DESCRIPTION OF THE TASK: Beginning at the start of the records and continuing through the line that contains "104), (114, 295)]", arrange each line as an item in a numbered list, skipping any blank lines.

SUPPLIED RECORDS:
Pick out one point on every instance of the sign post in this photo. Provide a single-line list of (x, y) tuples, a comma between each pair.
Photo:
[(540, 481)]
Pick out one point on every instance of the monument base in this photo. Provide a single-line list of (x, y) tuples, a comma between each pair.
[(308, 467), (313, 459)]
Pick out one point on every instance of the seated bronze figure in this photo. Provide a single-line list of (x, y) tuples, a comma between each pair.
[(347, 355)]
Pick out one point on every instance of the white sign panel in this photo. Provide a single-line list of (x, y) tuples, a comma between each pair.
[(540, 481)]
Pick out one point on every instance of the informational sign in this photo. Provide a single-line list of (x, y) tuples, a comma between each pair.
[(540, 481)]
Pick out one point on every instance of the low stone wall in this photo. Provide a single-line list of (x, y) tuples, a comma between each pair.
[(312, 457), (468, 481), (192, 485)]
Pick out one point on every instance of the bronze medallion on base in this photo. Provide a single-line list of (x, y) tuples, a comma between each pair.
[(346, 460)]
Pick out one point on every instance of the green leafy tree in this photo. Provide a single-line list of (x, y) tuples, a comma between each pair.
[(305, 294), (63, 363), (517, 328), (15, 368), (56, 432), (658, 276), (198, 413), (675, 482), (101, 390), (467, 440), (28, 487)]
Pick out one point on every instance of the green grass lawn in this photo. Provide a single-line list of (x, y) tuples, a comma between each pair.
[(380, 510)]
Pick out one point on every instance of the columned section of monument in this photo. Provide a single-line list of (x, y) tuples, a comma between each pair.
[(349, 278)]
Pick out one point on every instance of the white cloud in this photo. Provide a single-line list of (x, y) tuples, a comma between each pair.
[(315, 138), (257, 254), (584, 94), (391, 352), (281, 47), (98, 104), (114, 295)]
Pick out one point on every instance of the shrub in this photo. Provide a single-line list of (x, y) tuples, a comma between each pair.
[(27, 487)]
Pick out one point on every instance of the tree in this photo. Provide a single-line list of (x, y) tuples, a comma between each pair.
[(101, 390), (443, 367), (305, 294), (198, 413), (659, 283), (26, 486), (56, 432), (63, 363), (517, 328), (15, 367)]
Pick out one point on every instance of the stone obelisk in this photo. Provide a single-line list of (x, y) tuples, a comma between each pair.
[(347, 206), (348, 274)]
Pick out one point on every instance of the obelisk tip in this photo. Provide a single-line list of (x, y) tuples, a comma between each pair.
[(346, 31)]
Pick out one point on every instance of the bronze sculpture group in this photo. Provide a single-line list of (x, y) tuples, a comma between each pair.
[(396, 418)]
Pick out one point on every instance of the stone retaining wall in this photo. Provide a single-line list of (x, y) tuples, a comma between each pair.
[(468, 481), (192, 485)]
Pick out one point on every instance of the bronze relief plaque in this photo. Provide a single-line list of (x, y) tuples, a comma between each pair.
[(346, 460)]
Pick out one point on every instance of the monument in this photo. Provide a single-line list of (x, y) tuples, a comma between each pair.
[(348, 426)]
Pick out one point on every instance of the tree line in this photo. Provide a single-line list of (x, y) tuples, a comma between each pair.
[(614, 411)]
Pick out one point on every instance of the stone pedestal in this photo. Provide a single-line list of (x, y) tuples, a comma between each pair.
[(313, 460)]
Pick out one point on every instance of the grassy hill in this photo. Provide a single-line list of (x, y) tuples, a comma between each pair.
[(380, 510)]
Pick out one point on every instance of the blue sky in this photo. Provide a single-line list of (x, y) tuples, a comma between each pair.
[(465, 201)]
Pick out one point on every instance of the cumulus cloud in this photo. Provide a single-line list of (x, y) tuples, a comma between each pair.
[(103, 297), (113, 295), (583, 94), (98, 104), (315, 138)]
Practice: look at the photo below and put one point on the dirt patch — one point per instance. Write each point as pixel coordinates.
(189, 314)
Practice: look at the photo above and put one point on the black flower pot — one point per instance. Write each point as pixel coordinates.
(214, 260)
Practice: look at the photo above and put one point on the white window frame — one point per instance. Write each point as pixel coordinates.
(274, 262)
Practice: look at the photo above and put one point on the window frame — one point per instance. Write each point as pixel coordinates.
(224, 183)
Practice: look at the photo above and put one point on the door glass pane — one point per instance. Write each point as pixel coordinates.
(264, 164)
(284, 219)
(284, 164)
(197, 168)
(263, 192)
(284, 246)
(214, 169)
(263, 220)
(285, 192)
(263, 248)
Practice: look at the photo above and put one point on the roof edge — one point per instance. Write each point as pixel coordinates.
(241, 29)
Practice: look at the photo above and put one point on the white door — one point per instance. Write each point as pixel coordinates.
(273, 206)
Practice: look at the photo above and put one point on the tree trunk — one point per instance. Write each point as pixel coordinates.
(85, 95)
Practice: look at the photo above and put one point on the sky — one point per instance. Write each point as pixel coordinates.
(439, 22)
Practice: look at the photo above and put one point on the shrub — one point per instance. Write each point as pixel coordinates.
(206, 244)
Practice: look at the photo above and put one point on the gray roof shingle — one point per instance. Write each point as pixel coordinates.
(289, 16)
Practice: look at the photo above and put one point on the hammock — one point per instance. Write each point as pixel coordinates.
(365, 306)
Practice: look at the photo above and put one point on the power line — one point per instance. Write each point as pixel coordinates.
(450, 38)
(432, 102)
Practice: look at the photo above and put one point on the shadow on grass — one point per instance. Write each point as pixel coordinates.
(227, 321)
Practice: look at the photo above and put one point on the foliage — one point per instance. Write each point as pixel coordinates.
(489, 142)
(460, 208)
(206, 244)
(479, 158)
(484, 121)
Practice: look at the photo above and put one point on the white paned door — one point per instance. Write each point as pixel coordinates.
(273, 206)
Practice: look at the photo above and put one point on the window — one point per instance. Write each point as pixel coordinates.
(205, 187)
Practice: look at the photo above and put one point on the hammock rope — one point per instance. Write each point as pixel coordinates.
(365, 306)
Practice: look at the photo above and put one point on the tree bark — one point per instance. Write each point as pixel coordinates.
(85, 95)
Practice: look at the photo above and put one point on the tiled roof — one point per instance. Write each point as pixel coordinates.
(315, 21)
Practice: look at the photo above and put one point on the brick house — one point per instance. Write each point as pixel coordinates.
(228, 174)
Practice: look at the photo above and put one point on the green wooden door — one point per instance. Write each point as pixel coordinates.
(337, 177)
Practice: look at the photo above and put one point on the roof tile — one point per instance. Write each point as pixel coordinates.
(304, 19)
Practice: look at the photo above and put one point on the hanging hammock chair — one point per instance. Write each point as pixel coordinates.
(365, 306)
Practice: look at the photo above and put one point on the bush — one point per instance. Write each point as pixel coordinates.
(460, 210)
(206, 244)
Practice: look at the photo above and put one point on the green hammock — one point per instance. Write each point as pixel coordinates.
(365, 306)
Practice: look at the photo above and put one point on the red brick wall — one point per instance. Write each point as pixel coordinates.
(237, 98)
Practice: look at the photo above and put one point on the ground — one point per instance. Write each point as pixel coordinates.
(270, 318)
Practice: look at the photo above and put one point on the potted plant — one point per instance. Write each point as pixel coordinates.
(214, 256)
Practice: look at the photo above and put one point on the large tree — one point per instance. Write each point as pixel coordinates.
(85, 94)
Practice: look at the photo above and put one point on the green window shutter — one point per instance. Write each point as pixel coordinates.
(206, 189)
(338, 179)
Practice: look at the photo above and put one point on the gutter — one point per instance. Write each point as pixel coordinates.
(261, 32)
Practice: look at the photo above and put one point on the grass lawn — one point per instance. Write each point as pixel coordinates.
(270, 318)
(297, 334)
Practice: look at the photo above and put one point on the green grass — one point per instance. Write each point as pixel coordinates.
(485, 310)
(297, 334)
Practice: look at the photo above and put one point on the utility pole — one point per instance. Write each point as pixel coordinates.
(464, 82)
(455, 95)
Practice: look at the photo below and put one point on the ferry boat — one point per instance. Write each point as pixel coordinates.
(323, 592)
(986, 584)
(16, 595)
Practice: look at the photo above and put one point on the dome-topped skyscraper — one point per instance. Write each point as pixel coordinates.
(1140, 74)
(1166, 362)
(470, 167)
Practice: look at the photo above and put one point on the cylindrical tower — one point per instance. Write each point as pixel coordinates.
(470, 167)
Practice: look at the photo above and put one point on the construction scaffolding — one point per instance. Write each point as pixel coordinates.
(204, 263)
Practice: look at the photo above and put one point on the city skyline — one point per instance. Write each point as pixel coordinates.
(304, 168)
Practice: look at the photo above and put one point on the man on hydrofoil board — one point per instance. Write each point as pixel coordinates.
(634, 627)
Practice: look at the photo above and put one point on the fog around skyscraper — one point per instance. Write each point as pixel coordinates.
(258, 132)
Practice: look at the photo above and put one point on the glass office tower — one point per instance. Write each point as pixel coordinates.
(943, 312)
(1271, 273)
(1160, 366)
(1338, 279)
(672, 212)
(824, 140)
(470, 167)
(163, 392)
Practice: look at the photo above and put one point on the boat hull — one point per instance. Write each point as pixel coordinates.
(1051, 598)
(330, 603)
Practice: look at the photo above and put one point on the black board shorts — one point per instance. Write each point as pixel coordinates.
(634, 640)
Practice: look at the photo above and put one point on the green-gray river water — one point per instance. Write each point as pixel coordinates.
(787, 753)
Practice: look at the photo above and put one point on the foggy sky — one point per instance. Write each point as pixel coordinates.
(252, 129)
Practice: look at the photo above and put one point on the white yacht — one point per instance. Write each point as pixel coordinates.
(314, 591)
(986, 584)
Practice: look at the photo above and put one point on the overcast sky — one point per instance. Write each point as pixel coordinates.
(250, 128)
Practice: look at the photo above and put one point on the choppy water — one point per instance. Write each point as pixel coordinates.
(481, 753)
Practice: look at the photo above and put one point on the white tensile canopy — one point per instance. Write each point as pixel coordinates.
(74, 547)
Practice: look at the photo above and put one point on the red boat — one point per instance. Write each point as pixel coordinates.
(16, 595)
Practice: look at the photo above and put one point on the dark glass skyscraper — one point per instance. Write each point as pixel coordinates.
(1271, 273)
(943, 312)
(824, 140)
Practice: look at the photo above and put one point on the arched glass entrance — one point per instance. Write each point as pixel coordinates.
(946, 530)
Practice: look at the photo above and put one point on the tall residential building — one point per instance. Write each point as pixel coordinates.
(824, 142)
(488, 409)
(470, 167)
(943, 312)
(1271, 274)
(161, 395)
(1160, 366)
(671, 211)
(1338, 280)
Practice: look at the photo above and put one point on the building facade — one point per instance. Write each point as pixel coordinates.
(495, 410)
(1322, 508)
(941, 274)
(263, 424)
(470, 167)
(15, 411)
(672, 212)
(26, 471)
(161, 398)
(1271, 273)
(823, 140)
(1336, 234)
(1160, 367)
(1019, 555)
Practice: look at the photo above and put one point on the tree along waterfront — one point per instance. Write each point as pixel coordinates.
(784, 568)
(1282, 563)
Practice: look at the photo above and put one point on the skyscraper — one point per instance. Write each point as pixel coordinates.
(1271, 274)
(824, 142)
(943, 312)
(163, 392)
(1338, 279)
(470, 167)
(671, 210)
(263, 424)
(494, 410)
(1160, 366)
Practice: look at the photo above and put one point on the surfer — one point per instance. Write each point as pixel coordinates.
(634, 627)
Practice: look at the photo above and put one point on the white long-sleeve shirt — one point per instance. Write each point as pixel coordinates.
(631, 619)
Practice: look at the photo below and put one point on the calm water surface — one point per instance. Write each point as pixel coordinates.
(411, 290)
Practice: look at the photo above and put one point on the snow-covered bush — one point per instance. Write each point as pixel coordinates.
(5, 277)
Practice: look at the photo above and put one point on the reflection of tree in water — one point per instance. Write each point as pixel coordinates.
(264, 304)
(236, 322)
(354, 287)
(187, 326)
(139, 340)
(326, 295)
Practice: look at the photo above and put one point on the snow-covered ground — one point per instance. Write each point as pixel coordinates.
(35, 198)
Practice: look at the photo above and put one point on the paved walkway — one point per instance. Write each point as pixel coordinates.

CORRECT OUTPUT:
1. Pick out one point on every instance of the sign post in this photo. Provide a single-line list of (x, y) tuples, a comma between each pair.
2. Photo:
3. [(540, 481)]
4. Pick out one point on every instance of the monument base in this photo. Provide a single-line list of (x, y) tuples, a comma between each pair.
5. [(308, 467), (313, 459)]
6. Pick out one point on every instance of the seated bronze figure in this photo. Provide a single-line list of (x, y) tuples, a comma between each pair.
7. [(347, 355)]
8. Pick out one point on every instance of the white sign panel in this photo. Provide a single-line list of (x, y) tuples, a comma between each pair.
9. [(540, 481)]
10. Pick out one point on every instance of the informational sign in this photo. Provide a single-line list of (x, y) tuples, a comma between each pair.
11. [(540, 481)]
12. Pick out one point on every instance of the low stone wall in this photo. Provide a single-line list of (x, y) tuples, a comma between each pair.
13. [(312, 457), (468, 481), (192, 485)]
14. Pick out one point on every instance of the bronze medallion on base in this photo. Provide a single-line list of (x, y) tuples, a comma between each pair.
15. [(346, 460)]
16. Pick out one point on every instance of the green leafy tree in this photo. Provide a single-line list of (x, y) tuples, a comma between each pair.
17. [(305, 294), (63, 363), (517, 328), (15, 368), (56, 432), (658, 276), (198, 413), (675, 482), (101, 390), (467, 440), (28, 487)]
18. Pick out one point on every instance of the green grass lawn in this photo. Provide a single-line list of (x, y) tuples, a comma between each pair.
19. [(380, 510)]
20. Pick out one point on every instance of the columned section of monument in this photo. Provide a single-line list of (x, y) tuples, a comma between each pair.
21. [(349, 278)]
22. Pick out one point on every instance of the white cloud in this photo. Provide a single-line list of (x, y) tuples, a comma between each pair.
23. [(315, 138), (257, 254), (584, 94), (391, 352), (281, 47), (98, 104), (114, 295)]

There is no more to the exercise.